TASK STATEMENT:
Reproduce each record below exactly as written.

PROVIDED DATA:
+---+

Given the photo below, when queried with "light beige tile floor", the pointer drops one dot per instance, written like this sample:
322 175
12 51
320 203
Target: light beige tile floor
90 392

+---+

RESPONSE FOR THIS EXERCISE:
Given the photo below, when queried with "light beige tile floor", the pointer drops one dot per instance, written like this sample:
322 175
12 51
320 203
Target: light beige tile floor
90 392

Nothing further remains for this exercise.